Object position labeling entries
▶

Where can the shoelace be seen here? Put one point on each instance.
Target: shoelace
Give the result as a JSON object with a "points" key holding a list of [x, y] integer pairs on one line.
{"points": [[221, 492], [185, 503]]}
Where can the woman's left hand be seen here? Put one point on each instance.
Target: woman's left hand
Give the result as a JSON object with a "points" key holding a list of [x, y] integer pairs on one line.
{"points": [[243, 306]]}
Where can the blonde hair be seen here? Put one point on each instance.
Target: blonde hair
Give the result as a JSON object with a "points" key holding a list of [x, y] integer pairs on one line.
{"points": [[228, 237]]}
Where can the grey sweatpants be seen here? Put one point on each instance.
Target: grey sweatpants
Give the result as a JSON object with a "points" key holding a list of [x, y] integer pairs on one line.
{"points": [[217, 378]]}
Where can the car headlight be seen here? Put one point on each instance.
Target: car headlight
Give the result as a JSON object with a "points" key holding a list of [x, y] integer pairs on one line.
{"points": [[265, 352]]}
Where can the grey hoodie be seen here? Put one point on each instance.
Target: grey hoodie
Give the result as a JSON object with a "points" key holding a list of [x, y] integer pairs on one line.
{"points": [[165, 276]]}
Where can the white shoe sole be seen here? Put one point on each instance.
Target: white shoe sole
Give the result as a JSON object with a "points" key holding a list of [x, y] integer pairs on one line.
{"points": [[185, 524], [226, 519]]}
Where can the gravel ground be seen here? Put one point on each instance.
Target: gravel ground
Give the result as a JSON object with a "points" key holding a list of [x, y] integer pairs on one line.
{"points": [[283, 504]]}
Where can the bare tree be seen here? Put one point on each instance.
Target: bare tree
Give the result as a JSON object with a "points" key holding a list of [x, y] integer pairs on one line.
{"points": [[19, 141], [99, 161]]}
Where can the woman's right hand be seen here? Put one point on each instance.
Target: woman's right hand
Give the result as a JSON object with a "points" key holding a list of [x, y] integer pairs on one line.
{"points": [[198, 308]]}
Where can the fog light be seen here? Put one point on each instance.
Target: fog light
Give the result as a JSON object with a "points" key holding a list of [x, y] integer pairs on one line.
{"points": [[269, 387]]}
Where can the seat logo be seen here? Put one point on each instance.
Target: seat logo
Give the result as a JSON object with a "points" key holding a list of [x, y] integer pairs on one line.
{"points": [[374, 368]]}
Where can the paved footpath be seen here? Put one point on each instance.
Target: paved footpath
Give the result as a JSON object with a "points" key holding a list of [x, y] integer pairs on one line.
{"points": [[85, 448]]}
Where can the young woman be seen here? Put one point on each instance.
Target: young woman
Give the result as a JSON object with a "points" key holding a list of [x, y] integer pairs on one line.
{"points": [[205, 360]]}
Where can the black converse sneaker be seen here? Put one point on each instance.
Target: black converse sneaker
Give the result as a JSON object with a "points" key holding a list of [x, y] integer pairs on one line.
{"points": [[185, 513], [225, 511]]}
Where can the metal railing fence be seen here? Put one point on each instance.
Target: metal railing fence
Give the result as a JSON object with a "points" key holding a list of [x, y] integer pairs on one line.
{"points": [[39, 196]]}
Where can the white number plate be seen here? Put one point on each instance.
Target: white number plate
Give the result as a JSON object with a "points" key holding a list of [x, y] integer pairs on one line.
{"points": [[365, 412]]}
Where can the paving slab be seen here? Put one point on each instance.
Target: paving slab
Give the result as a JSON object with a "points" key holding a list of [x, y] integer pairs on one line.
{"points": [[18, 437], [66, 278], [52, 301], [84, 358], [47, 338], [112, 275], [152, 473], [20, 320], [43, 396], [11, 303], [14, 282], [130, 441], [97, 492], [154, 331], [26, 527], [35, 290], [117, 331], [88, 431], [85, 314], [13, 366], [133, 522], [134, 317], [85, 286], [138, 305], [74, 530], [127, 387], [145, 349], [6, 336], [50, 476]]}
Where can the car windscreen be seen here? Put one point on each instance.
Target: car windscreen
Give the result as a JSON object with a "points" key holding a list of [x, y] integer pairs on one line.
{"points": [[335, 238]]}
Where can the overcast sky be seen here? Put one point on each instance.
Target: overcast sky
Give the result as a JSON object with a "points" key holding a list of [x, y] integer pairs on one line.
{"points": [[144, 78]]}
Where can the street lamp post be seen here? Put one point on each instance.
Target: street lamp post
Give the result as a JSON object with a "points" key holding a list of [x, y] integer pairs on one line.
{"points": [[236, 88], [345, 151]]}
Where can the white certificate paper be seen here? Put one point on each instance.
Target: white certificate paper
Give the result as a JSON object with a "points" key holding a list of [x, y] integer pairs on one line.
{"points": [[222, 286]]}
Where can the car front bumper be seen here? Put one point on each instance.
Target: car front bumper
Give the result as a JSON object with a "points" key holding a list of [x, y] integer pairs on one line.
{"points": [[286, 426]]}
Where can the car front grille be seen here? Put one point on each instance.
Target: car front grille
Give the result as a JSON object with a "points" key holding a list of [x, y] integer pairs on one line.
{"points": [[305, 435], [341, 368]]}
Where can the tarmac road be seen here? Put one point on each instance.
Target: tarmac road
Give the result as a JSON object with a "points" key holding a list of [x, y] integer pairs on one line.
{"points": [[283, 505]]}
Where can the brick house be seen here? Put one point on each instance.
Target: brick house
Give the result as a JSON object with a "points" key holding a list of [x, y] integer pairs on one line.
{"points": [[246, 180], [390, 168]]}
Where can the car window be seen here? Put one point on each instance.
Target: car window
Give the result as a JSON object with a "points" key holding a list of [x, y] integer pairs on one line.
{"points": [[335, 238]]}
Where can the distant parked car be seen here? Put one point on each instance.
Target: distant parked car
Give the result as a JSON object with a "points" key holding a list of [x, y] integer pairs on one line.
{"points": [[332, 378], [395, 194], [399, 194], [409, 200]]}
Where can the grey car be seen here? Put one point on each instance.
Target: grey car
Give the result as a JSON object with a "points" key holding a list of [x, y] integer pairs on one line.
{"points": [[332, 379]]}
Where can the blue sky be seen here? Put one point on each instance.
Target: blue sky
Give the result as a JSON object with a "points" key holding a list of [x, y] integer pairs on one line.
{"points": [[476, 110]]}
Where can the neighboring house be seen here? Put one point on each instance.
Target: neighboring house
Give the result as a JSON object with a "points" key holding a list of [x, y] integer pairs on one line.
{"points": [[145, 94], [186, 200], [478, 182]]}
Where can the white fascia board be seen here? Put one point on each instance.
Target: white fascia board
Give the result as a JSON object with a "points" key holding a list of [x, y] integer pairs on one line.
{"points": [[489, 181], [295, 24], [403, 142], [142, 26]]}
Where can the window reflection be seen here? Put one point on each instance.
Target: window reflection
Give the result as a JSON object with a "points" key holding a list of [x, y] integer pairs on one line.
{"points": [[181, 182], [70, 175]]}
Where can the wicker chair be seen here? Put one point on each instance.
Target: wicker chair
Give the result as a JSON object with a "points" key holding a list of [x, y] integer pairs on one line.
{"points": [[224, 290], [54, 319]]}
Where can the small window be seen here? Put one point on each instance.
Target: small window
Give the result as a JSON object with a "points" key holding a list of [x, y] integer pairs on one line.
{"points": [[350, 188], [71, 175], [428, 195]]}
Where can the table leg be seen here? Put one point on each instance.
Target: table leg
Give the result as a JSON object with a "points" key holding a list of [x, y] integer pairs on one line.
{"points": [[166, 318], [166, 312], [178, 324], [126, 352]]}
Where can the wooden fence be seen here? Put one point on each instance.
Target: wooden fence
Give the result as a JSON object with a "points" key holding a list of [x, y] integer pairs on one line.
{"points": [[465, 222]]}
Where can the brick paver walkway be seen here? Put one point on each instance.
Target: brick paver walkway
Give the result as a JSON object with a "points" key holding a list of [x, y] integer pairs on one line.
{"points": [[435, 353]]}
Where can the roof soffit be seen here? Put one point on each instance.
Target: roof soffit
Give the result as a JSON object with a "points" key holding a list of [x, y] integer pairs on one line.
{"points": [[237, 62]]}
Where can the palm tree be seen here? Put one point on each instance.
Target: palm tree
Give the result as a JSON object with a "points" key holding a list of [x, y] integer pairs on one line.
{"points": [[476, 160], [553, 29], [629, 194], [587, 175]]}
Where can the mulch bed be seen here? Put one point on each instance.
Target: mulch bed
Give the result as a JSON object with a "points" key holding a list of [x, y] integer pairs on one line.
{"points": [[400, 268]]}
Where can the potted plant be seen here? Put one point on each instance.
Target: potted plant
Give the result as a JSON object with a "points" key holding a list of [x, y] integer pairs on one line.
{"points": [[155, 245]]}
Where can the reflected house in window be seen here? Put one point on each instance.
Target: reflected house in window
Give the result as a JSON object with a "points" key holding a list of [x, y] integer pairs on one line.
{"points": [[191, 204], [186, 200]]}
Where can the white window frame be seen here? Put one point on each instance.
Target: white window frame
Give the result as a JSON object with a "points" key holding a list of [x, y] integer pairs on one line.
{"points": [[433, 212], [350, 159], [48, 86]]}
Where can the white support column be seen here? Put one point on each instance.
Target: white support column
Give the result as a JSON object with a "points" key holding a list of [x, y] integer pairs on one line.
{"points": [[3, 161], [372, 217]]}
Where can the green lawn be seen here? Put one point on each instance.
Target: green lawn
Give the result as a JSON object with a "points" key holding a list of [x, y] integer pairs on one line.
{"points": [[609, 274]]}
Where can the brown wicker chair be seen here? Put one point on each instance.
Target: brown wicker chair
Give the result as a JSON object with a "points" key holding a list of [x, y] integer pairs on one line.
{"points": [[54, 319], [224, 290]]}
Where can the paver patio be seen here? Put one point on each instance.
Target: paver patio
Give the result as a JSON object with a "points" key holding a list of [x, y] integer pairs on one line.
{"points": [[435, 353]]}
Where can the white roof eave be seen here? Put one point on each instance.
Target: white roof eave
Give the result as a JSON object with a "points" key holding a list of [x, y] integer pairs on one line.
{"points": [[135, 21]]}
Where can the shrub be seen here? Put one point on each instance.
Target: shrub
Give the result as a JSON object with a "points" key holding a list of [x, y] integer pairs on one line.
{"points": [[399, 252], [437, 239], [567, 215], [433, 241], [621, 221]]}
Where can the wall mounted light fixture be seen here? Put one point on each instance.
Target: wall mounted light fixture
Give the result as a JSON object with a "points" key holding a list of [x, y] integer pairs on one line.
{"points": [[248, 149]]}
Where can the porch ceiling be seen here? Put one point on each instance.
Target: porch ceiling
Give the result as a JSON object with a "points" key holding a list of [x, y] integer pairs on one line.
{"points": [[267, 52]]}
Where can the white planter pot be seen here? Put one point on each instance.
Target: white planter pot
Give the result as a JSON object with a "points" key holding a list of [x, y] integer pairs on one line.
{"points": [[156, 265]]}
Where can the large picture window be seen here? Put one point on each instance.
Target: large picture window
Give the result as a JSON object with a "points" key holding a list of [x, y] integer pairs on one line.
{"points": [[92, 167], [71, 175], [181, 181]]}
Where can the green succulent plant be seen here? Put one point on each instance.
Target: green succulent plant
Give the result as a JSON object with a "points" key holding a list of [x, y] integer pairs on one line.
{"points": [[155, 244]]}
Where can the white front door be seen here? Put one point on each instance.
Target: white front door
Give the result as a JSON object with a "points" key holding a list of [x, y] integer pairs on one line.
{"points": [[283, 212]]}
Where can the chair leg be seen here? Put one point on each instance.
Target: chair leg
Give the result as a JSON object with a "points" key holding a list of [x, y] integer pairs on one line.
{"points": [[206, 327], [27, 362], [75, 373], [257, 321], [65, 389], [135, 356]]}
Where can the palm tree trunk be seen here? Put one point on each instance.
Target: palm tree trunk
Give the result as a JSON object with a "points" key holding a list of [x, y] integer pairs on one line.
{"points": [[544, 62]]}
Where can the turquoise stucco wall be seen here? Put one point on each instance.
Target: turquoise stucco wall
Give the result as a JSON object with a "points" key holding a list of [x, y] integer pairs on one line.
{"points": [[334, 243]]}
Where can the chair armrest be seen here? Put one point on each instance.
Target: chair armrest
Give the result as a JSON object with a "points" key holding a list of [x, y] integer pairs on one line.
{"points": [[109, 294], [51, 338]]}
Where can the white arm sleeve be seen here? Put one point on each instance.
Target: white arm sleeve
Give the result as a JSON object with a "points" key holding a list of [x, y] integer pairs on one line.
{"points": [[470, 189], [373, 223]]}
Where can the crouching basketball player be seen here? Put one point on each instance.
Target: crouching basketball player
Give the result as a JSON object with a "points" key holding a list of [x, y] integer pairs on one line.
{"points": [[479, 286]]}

◀

• **Set exercise**
All lines from the one with "Where can the white front" through the final line above are to be quoted exactly; quote no other line.

• **Complete answer**
Where can the white front door be seen here? Put one point on each instance.
Target: white front door
Give the result as a JSON object with a "points" key holding a list of [x, y] integer pairs on one line.
{"points": [[283, 212]]}
Where can the chair leg be seen here? Put one point on each instance.
Target: chair leg
Give the result as a JSON object with a "points" key holding a list of [x, y] integer pairs on one line.
{"points": [[206, 327], [27, 362], [75, 373], [257, 321], [65, 389], [135, 356]]}
Where can the palm tree trunk be seen here? Put one point on each instance.
Target: palm tree trunk
Give the result as a JSON object with a "points" key holding a list of [x, y] integer pairs on one line.
{"points": [[544, 62]]}
Where can the turquoise stucco wall be seen here? Put one point on each instance.
Target: turquoise stucco wall
Give the result as a JSON object with a "points" key holding a list of [x, y] integer pairs on one line.
{"points": [[334, 243]]}
Where can the chair armrest be seen here? Put one point on each instance.
Target: chair armrest
Give the result as a JSON object with a "points" key holding a list of [x, y] integer pairs on one line.
{"points": [[109, 294], [51, 338]]}
Where can the white arm sleeve be seen here? Put one point on each instance.
Target: white arm sleeve
Give the result as a JSON object with a "points" key holding a list of [x, y] integer pairs on one line.
{"points": [[470, 189], [373, 223]]}
Where can the crouching basketball player be seen here? Put one point on each instance.
Target: crouching basketball player
Give the result as a JSON object with a "points" key holding a list of [x, y] integer pairs on one line.
{"points": [[479, 286]]}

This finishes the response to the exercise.